■ **THE PROBLEM**
Copy verbatim the lines of the listing below, from the line containing "Each instance gets a single point. Label the gray" through the end of the listing, inclusive.
%%
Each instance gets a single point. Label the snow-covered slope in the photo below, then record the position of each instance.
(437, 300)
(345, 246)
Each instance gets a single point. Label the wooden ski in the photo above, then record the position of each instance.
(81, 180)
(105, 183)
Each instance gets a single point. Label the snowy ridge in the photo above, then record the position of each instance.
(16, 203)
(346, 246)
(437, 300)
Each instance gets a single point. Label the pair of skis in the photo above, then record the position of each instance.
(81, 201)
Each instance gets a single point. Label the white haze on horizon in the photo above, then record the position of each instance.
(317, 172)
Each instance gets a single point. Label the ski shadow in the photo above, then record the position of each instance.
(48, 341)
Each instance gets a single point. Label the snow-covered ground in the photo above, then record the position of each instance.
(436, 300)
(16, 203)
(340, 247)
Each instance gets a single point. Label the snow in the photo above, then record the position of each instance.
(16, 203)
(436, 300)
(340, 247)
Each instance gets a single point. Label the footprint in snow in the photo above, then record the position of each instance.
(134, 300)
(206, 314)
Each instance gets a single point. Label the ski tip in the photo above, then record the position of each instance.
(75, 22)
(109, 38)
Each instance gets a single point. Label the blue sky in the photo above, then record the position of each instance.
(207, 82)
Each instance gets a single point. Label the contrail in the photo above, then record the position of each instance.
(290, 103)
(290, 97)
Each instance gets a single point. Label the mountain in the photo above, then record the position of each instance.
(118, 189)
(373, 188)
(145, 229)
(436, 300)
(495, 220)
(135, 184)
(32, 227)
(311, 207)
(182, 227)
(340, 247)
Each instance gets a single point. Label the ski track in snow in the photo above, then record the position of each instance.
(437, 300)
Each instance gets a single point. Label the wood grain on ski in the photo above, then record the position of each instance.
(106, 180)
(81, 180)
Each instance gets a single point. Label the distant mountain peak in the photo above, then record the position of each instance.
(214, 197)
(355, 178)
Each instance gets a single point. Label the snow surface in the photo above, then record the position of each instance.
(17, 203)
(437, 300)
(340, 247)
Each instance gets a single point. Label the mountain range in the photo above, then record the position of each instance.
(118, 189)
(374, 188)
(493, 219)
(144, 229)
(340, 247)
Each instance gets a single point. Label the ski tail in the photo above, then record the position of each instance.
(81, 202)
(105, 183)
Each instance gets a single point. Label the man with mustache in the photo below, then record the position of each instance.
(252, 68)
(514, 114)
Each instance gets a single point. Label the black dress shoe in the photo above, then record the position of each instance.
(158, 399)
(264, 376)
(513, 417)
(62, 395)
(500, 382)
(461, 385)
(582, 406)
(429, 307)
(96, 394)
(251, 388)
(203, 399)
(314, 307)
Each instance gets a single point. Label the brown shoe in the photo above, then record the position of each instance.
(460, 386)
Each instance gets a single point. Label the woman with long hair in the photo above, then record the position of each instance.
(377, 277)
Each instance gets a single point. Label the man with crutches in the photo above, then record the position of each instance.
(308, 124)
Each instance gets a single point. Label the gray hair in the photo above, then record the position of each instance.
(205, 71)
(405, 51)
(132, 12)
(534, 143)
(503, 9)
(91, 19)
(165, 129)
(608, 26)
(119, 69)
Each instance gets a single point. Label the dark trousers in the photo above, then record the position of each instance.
%%
■ **EXERCISE OUTPUT**
Each instance gets a single point. Label the gray hair in the photo above, then record the position of each instance.
(205, 71)
(405, 51)
(132, 12)
(534, 143)
(503, 9)
(91, 19)
(165, 129)
(608, 26)
(119, 69)
Each instance gets a single point. Label the dark trousers in the photo above, then record the position of each instance.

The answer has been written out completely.